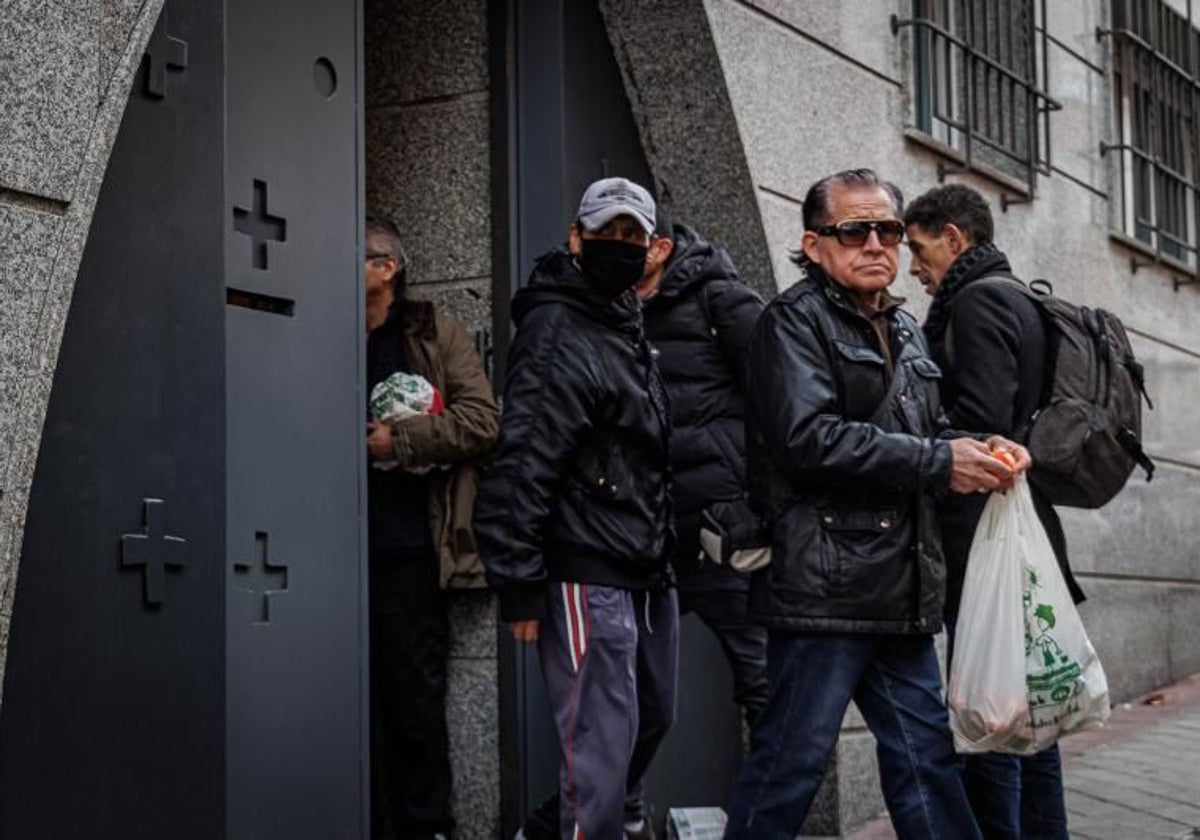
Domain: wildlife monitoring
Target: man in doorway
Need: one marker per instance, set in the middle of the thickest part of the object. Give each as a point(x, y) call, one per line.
point(993, 381)
point(846, 465)
point(699, 317)
point(420, 491)
point(574, 516)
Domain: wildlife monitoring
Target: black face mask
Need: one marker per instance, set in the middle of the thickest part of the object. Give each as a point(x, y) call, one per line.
point(611, 265)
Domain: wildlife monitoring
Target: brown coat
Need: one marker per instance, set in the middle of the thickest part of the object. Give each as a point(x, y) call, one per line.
point(439, 348)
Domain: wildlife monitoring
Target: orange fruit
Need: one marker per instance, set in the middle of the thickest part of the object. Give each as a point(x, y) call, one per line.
point(1006, 459)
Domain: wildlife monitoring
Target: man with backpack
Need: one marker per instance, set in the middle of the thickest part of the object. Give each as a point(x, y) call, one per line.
point(993, 346)
point(699, 317)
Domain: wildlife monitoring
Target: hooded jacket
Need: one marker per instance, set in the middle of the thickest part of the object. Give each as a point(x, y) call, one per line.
point(700, 322)
point(846, 466)
point(577, 487)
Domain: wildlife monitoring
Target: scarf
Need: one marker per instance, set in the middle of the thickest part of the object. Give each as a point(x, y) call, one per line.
point(982, 261)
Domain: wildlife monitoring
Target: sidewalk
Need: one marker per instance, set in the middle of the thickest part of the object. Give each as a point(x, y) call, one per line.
point(1139, 777)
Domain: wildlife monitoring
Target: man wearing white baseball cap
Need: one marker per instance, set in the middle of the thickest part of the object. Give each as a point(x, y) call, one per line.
point(574, 517)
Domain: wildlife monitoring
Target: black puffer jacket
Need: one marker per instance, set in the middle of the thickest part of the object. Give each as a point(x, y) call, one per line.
point(577, 487)
point(700, 322)
point(994, 379)
point(850, 483)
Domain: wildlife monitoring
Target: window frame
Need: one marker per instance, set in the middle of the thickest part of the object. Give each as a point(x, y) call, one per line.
point(1169, 84)
point(946, 115)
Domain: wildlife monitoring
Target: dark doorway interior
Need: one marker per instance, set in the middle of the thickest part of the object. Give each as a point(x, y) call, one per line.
point(569, 123)
point(113, 711)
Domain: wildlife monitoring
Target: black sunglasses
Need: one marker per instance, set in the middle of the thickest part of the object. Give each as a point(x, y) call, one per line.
point(856, 233)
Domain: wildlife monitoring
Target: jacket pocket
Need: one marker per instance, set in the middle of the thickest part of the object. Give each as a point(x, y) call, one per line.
point(921, 399)
point(859, 540)
point(863, 375)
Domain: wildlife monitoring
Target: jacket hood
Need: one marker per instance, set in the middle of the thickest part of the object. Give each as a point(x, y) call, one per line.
point(557, 280)
point(694, 261)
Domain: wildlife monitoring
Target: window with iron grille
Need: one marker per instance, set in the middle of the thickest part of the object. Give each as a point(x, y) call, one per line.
point(976, 88)
point(1156, 87)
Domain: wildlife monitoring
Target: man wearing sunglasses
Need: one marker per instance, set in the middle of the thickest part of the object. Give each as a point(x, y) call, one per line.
point(847, 457)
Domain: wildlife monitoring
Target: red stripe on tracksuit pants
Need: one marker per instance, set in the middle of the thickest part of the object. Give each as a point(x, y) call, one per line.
point(610, 664)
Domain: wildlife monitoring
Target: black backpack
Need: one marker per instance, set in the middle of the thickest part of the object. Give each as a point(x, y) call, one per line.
point(1086, 437)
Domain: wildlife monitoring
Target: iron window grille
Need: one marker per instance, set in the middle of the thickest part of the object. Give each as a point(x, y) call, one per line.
point(976, 85)
point(1156, 89)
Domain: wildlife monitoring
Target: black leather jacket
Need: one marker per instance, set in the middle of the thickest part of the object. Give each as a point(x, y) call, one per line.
point(577, 487)
point(846, 466)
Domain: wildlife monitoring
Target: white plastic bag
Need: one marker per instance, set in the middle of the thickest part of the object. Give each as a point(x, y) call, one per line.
point(1024, 671)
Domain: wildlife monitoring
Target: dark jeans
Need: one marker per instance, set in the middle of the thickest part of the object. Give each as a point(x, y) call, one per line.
point(1015, 797)
point(720, 598)
point(897, 685)
point(409, 645)
point(1018, 797)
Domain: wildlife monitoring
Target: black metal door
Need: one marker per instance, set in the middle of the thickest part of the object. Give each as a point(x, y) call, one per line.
point(113, 703)
point(570, 121)
point(295, 423)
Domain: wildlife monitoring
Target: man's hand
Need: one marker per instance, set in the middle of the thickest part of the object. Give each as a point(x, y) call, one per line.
point(525, 631)
point(379, 441)
point(975, 468)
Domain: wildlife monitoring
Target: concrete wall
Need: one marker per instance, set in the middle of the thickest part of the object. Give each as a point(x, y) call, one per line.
point(429, 169)
point(820, 87)
point(64, 82)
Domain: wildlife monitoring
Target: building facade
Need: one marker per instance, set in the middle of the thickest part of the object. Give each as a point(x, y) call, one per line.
point(474, 124)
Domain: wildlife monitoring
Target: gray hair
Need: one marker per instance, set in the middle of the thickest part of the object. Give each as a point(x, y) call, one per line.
point(816, 201)
point(385, 232)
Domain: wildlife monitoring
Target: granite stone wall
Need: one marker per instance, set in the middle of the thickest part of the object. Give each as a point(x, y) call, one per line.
point(65, 77)
point(429, 169)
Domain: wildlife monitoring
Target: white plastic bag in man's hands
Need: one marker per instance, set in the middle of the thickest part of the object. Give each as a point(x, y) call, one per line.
point(1063, 688)
point(1066, 683)
point(987, 684)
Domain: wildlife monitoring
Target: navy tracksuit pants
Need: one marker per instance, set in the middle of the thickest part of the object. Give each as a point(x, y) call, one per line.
point(610, 660)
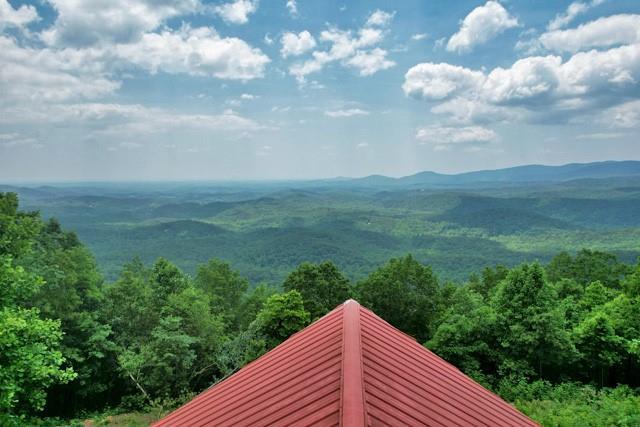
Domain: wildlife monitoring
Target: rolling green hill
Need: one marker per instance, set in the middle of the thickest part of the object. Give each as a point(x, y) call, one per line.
point(266, 229)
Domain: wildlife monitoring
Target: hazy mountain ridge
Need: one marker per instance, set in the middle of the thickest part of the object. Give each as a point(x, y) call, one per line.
point(516, 174)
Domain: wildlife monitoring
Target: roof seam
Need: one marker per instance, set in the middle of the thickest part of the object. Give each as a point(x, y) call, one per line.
point(352, 395)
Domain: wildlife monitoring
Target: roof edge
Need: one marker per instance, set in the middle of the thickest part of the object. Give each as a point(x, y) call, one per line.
point(352, 397)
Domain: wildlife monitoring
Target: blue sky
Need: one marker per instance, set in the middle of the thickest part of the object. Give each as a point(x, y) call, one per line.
point(277, 89)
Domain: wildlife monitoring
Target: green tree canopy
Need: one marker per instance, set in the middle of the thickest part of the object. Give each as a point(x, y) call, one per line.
point(322, 287)
point(405, 294)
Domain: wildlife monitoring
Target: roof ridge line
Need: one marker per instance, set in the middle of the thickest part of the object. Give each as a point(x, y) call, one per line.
point(352, 396)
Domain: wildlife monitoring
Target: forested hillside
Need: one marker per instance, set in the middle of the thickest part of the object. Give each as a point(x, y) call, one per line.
point(557, 338)
point(266, 229)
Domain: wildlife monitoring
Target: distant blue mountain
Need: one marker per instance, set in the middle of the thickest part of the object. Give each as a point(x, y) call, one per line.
point(518, 174)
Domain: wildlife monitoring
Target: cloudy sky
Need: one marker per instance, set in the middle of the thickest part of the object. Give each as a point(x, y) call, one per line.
point(281, 89)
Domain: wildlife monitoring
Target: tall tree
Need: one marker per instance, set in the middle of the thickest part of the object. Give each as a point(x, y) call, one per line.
point(322, 287)
point(30, 356)
point(224, 287)
point(530, 322)
point(405, 294)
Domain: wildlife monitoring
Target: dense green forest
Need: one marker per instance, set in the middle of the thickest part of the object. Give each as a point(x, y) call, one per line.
point(561, 339)
point(265, 230)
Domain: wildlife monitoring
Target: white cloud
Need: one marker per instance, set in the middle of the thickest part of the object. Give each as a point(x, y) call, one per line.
point(90, 22)
point(10, 140)
point(346, 113)
point(481, 25)
point(626, 115)
point(292, 7)
point(443, 137)
point(439, 81)
point(296, 44)
point(466, 111)
point(370, 62)
point(45, 75)
point(127, 120)
point(20, 17)
point(380, 18)
point(543, 87)
point(236, 12)
point(352, 49)
point(601, 135)
point(527, 78)
point(608, 31)
point(576, 8)
point(195, 51)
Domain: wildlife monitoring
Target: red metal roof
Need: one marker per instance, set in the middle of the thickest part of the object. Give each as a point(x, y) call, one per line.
point(350, 368)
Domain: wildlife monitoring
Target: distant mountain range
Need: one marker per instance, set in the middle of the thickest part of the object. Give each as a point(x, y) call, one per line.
point(518, 174)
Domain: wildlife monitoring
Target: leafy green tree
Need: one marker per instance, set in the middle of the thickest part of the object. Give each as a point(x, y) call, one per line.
point(128, 306)
point(405, 294)
point(530, 323)
point(252, 303)
point(631, 283)
point(322, 287)
point(595, 295)
point(166, 279)
point(467, 336)
point(30, 356)
point(192, 307)
point(282, 316)
point(490, 279)
point(72, 293)
point(597, 343)
point(224, 287)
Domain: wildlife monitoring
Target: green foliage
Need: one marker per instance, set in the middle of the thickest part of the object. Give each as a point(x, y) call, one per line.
point(574, 405)
point(30, 359)
point(30, 356)
point(322, 287)
point(282, 316)
point(155, 335)
point(467, 335)
point(405, 294)
point(224, 287)
point(530, 322)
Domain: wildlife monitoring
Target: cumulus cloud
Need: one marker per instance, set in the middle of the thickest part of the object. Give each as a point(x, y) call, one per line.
point(355, 49)
point(236, 12)
point(346, 113)
point(195, 51)
point(49, 74)
point(443, 137)
point(370, 62)
point(439, 81)
point(626, 115)
point(576, 8)
point(20, 17)
point(296, 44)
point(90, 22)
point(37, 75)
point(542, 88)
point(481, 25)
point(466, 111)
point(380, 18)
point(603, 32)
point(292, 7)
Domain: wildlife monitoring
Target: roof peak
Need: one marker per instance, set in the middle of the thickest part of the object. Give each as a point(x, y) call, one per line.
point(348, 368)
point(352, 397)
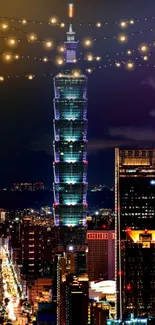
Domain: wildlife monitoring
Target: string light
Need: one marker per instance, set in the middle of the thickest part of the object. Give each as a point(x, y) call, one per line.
point(24, 21)
point(98, 58)
point(129, 52)
point(32, 38)
point(88, 42)
point(98, 25)
point(103, 23)
point(62, 25)
point(17, 57)
point(48, 44)
point(144, 48)
point(30, 76)
point(45, 59)
point(7, 57)
point(145, 58)
point(4, 26)
point(89, 57)
point(118, 64)
point(129, 65)
point(123, 24)
point(53, 20)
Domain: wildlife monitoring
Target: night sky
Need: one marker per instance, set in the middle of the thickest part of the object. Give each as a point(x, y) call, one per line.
point(121, 108)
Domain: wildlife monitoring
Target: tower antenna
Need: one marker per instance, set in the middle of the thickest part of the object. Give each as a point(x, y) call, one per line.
point(70, 10)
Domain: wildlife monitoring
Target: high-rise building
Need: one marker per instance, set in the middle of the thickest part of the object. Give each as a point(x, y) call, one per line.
point(101, 254)
point(70, 142)
point(135, 231)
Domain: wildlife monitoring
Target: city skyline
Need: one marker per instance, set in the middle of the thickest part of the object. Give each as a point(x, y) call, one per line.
point(118, 120)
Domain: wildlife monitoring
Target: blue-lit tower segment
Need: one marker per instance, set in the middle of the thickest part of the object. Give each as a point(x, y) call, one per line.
point(70, 149)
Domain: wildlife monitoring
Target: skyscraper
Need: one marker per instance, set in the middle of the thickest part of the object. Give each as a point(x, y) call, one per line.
point(70, 141)
point(135, 231)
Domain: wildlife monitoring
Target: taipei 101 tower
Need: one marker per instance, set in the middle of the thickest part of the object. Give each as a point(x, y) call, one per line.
point(70, 140)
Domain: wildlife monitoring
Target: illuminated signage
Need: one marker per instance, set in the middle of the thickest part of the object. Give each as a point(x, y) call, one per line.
point(97, 235)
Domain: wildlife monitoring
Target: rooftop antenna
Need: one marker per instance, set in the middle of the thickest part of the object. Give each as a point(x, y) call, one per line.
point(71, 43)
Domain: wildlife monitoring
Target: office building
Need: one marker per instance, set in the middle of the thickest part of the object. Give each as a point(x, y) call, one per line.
point(70, 142)
point(135, 232)
point(101, 254)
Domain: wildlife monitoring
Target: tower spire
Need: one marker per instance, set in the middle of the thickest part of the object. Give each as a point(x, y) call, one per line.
point(70, 44)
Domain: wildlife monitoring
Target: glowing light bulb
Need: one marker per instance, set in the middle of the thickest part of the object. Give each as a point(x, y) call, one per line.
point(62, 25)
point(60, 61)
point(144, 48)
point(76, 74)
point(61, 49)
point(53, 20)
point(129, 52)
point(7, 57)
point(122, 38)
point(32, 37)
point(48, 44)
point(30, 76)
point(24, 22)
point(129, 65)
point(45, 59)
point(118, 64)
point(98, 24)
point(70, 10)
point(145, 58)
point(123, 24)
point(90, 57)
point(88, 42)
point(5, 26)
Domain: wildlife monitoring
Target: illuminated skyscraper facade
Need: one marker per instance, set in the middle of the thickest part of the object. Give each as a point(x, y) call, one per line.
point(135, 232)
point(70, 142)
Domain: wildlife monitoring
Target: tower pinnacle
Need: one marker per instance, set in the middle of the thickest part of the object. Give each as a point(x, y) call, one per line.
point(71, 44)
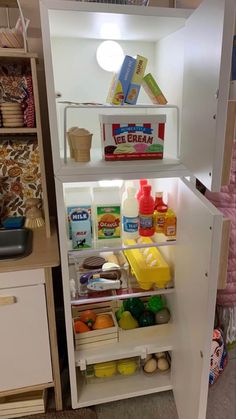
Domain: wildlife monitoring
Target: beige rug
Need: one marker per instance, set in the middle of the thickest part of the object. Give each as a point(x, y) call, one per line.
point(66, 414)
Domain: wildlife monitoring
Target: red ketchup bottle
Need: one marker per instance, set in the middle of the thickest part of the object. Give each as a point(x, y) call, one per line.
point(146, 210)
point(142, 182)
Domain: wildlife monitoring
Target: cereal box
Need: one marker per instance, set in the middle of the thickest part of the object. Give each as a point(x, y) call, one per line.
point(120, 83)
point(136, 81)
point(130, 137)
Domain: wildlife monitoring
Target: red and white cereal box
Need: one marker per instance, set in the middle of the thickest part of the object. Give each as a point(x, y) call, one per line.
point(132, 137)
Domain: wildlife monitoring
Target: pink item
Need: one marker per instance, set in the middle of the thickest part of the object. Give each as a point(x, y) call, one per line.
point(146, 210)
point(29, 112)
point(142, 182)
point(225, 201)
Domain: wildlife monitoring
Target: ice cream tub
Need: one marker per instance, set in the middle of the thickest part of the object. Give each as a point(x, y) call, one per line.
point(132, 137)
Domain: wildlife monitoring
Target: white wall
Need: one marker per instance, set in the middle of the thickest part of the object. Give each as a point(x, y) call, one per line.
point(78, 74)
point(79, 68)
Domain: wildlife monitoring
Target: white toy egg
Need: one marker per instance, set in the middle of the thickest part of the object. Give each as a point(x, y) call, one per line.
point(160, 355)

────

• **TASK TO CARRY OUT**
What are the lines above, starting at the one with "Target: brown coat" and ending at the one with "Target: orange fruit"? Give them again exactly, and only them.

• **EXPECTED OUTPUT**
Target: brown coat
Need: one marker per instance, set in the middle of the thickest part of the object. Give each as a point(x, y) call, one per line.
point(439, 348)
Domain: wildlife monitoring
Target: orange fruit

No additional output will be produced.